- WORK TO DO -
Write out the passage of the Scarborough Castle text from "This post may" to "and defence tower." again, swapping "fortress" for "citadel".

- EXCERPT PROVIDED -
This post may contain affiliate links. Please see my disclosure policy for details.
Perched high up on a headland and towering over the popular seaside resort of Scarborough is the impressive stronghold of Scarborough Castle.
Although much of this huge fortress stands in ruins today, it has a long and significant history dating back 3000 years! It was once the greatest royal fortress in all of England.
This area and its elevated position on the dramatic Yorkshire coastline has long been used as a lookout and defence tower.
From being an Iron Age settlement, ancient Roman fortress, royal stronghold, a political chess piece in Civil Warfare and target practice in World War I. Scarborough Castle has stood the test of time and been through it all.
If you’ve had enough of beach-combing on the bay, are looking to discover some history or are simply wanting to see some breathtaking views of the area; you must visit this highlight attraction!
Here’s a complete guide for this fairytale ruined castle with the fascinating story, highlights and secret spots to look out for.
Table of Contents
- The epic 3000 year history of Scarborough Castle!
- Middle ages and the Tudors
- Civil War and and a Prison
- The Shelling of Scarborough & Today
- How did Scarborough castle get destroyed?
- Is Scarborough Castle haunted?
- Reasons why you MUST visit Scarborough Castle today!
- 1. The Scarborough Castle views are breathtaking
- 2. You can climb inside the old lookout tower and castle ruins
- 3. Visit the Scarborough Castle exhibition
- 4. Sip coffee at the Master Gunner’s house
- 5. You can explore sixteen-acres of coastal headland
- Make sure you look out for these secret spots!

- INFORMATION SUPPLIED -
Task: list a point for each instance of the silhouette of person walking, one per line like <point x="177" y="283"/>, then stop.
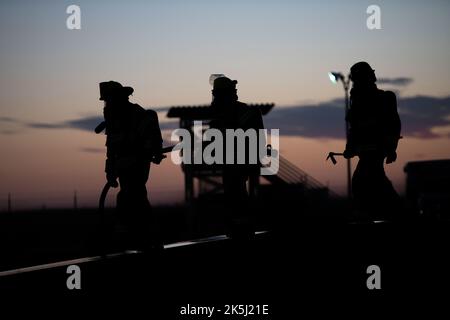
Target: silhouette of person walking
<point x="232" y="114"/>
<point x="133" y="141"/>
<point x="374" y="131"/>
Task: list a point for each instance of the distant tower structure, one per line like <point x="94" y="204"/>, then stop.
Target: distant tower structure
<point x="75" y="200"/>
<point x="9" y="203"/>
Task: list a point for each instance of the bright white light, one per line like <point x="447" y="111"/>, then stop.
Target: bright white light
<point x="332" y="77"/>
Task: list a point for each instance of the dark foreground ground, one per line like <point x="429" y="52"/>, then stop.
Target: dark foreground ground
<point x="299" y="270"/>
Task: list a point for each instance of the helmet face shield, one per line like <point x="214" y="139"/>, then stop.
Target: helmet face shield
<point x="362" y="72"/>
<point x="111" y="90"/>
<point x="213" y="78"/>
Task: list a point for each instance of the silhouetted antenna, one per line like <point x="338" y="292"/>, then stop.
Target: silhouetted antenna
<point x="75" y="200"/>
<point x="9" y="203"/>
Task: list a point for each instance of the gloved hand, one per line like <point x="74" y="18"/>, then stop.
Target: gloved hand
<point x="348" y="153"/>
<point x="158" y="158"/>
<point x="391" y="157"/>
<point x="112" y="180"/>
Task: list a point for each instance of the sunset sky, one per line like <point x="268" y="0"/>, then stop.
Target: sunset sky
<point x="279" y="51"/>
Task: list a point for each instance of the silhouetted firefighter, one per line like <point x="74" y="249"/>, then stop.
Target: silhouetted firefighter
<point x="133" y="141"/>
<point x="374" y="126"/>
<point x="232" y="114"/>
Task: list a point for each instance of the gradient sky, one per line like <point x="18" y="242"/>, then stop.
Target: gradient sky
<point x="280" y="51"/>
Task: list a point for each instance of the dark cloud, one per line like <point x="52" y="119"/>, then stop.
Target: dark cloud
<point x="39" y="125"/>
<point x="419" y="116"/>
<point x="7" y="119"/>
<point x="401" y="81"/>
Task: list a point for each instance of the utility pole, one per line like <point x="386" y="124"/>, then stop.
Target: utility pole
<point x="9" y="203"/>
<point x="75" y="200"/>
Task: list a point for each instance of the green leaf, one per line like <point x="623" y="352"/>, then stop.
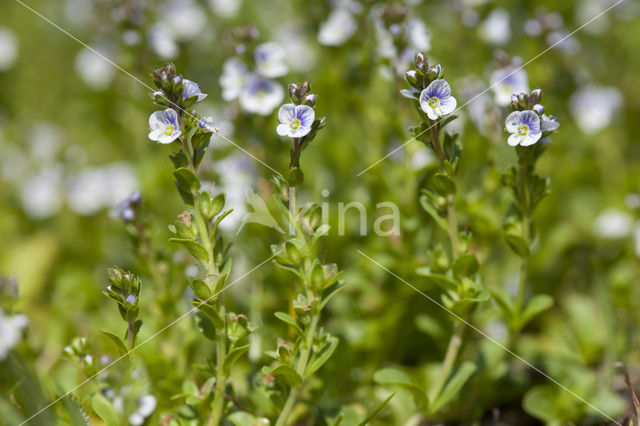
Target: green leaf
<point x="210" y="313"/>
<point x="433" y="212"/>
<point x="104" y="409"/>
<point x="504" y="301"/>
<point x="372" y="414"/>
<point x="465" y="265"/>
<point x="194" y="247"/>
<point x="122" y="348"/>
<point x="201" y="290"/>
<point x="453" y="386"/>
<point x="9" y="413"/>
<point x="242" y="418"/>
<point x="393" y="376"/>
<point x="329" y="292"/>
<point x="437" y="279"/>
<point x="186" y="180"/>
<point x="323" y="356"/>
<point x="296" y="177"/>
<point x="288" y="374"/>
<point x="539" y="402"/>
<point x="538" y="304"/>
<point x="233" y="356"/>
<point x="76" y="413"/>
<point x="443" y="184"/>
<point x="290" y="320"/>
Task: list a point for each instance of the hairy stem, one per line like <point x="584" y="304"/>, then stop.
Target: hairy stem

- SOLUTION BELOW -
This post may contain affiliate links. Please see my disclosure policy for details.
Perched high up on a headland and towering over the popular seaside resort of Scarborough is the impressive stronghold of Scarborough Castle.
Although much of this huge citadel stands in ruins today, it has a long and significant history dating back 3000 years! It was once the greatest royal citadel in all of England.
This area and its elevated position on the dramatic Yorkshire coastline has long been used as a lookout and defence tower.